Metadata-Version: 2.1
Name: numerblox
Version: 0.4.0
Summary: Tools for solid Numerai pipelines
Home-page: https://github.com/crowdcent/numerblox/tree/master/
Author: Jason Rosenfeld, Carlo Lepelaars and contributors
Author-email: support@crowdcent.com
License: Apache Software License 2.0
Keywords: Numerai,Machine Learning
Classifier: Development Status :: 5 - Production/Stable
Classifier: Intended Audience :: Developers
Classifier: Natural Language :: English
Classifier: Programming Language :: Python :: 3.7
Classifier: Programming Language :: Python :: 3.8
Classifier: Programming Language :: Python :: 3.9
Classifier: Programming Language :: Python :: 3.10
Classifier: License :: OSI Approved :: Apache Software License
Requires-Python: >=3.7
Description-Content-Type: text/markdown
Provides-Extra: dev
License-File: LICENSE

NumerBlox
================

<!-- WARNING: THIS FILE WAS AUTOGENERATED! DO NOT EDIT! -->

`numerblox` offers Numerai specific functionality, so you can worry less
about software/data engineering and focus more on building great Numerai
models!

Most of the components in this library are designed for solid weekly
inference pipelines, but tools like
[`NumerFrame`](https://crowdcent.github.io/numerblox/numerframe.html#numerframe),
preprocessors and evaluators also greatly simplify the training process.

**Questions and discussion:**
[rocketchat.numer.ai/channel/numerblox](https://rocketchat.numer.ai/channel/numerblox)

#### Records provided:
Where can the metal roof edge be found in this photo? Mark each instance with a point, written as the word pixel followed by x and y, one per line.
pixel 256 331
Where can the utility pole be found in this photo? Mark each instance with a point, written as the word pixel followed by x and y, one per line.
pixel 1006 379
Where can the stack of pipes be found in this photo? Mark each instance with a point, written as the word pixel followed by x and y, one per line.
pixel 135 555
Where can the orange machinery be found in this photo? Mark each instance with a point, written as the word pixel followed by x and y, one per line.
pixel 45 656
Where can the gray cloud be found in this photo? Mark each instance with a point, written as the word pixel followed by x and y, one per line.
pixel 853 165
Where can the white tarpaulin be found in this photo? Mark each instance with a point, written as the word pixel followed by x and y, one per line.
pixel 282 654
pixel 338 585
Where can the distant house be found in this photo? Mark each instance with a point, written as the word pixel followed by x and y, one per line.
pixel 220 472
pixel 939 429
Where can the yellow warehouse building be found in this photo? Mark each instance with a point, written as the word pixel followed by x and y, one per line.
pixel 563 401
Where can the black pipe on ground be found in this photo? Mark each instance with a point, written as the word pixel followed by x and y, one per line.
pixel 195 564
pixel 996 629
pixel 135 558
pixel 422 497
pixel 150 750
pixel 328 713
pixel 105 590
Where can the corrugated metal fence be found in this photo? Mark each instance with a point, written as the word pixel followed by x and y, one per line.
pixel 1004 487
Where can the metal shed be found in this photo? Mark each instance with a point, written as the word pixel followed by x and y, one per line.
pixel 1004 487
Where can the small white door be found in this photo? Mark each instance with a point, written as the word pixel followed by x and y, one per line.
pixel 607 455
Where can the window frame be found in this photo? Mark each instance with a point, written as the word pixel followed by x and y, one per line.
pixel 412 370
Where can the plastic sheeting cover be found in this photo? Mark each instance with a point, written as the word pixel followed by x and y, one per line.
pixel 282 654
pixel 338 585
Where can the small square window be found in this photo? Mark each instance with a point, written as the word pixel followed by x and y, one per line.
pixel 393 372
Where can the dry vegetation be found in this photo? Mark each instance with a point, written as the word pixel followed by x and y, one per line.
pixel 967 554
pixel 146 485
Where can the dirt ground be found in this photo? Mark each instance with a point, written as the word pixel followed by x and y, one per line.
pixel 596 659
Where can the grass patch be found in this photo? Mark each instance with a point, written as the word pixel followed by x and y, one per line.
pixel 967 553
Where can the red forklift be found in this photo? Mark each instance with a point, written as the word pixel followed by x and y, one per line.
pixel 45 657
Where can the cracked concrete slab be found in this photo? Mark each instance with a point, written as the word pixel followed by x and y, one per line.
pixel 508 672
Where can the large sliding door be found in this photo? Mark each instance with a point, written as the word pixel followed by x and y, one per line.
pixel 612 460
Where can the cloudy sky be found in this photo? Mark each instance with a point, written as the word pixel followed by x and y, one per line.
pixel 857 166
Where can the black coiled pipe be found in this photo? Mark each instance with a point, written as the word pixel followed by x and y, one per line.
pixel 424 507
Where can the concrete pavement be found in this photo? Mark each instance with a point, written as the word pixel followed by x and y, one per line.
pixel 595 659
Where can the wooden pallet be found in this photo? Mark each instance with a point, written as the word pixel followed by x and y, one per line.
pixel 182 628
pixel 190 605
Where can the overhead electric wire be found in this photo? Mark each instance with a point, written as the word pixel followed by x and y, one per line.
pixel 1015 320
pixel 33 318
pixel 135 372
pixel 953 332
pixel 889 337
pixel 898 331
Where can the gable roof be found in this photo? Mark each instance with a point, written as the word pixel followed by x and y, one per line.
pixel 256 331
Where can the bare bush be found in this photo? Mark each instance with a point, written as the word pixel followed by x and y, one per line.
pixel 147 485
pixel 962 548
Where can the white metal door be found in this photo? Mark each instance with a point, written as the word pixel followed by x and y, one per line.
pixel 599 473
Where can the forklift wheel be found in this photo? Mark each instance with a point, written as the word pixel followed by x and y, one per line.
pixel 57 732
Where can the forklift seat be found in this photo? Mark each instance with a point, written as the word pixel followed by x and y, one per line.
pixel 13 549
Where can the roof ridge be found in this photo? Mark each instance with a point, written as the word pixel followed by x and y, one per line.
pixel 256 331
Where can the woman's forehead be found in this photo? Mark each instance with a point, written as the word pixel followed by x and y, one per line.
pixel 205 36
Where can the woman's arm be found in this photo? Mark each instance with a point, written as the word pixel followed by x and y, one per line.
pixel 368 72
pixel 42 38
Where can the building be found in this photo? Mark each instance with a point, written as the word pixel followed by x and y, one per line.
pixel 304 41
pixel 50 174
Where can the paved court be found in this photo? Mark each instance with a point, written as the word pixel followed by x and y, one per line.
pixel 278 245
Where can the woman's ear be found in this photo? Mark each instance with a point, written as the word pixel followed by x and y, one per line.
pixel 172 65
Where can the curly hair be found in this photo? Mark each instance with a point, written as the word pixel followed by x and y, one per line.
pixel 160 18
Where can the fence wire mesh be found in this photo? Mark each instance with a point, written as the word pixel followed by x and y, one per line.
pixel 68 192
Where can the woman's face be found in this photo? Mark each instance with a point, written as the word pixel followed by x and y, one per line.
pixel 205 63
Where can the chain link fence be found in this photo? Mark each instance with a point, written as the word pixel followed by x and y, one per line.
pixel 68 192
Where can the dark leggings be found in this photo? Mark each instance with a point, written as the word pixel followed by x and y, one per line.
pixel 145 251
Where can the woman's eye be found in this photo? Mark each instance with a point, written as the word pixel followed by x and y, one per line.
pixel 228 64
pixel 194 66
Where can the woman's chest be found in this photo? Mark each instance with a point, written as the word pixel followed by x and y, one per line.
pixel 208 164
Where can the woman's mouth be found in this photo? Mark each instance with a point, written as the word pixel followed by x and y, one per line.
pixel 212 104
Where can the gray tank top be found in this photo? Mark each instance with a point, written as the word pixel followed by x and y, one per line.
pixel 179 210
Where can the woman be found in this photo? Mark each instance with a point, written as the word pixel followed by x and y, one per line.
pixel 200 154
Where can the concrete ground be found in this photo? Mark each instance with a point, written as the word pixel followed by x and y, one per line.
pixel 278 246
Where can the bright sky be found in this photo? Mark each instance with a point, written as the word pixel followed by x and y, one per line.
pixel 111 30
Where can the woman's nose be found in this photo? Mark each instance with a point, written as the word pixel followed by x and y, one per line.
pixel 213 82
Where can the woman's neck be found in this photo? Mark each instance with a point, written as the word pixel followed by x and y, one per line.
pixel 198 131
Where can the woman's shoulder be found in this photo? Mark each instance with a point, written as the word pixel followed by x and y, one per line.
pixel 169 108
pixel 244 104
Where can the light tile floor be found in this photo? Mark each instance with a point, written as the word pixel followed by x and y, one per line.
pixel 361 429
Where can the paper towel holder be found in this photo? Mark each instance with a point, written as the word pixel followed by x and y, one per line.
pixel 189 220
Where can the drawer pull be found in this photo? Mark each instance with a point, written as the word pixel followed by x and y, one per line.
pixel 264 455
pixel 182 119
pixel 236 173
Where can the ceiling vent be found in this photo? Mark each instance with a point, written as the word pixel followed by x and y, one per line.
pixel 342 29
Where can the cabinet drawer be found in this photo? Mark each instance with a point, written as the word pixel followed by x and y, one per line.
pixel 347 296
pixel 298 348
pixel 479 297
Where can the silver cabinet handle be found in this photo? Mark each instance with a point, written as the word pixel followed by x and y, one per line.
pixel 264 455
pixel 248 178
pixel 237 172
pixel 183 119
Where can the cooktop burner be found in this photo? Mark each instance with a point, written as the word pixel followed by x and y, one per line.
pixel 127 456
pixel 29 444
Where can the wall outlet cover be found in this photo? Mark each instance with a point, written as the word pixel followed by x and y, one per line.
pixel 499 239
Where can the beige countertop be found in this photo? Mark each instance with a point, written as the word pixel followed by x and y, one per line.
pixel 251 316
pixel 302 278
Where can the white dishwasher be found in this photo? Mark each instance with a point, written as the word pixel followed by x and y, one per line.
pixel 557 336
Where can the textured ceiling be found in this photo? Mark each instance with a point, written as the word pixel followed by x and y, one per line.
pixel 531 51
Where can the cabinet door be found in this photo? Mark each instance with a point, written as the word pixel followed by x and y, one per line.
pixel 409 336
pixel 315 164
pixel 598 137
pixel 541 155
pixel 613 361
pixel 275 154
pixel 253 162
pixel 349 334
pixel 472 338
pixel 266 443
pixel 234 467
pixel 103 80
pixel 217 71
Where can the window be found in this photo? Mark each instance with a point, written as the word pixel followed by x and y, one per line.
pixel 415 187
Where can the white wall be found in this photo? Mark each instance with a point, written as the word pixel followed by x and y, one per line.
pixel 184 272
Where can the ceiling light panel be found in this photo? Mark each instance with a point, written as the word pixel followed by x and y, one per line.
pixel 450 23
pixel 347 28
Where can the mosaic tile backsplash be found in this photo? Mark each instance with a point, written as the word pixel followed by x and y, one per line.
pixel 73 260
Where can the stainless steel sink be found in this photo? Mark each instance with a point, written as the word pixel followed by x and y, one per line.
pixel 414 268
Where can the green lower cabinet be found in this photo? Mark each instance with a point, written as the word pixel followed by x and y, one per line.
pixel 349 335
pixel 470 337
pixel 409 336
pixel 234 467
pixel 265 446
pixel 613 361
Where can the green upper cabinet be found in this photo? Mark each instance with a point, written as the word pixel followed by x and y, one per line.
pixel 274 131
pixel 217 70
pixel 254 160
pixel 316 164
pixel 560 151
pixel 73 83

#### Jobs:
**a)** List every Python version named in the classifiers of the numerblox package page.
**b)** Please resume the numerblox package page from its last line.

#### Task-by-task results:
**a)** 3.7, 3.8, 3.9, 3.10

**b)**
**Documentation:**
[crowdcent.github.io/numerblox](https://crowdcent.github.io/numerblox/)

![](https://img.shields.io/pypi/v/numerblox.png)
![](https://img.shields.io/pypi/pyversions/numerblox.png)
![](https://img.shields.io/github/contributors/crowdcent/numerblox.png)
![](https://img.shields.io/github/issues-raw/crowdcent/numerblox.png)
![](https://img.shields.io/github/repo-size/crowdcent/numerblox.png)
![](https://img.shields.io/github/workflow/status/crowdcent/numerblox/CI.png)

## 1. Install

## 1. Getting Started

**This document has been generated by
[NBDev](https://github.com/fastai/nbdev).** Please edit
`nbs/index.ipynb` instead of this `README.md`. Read `CONTRIBUTING.MD`
for more information on the contribution process and how to change
files. Thank you!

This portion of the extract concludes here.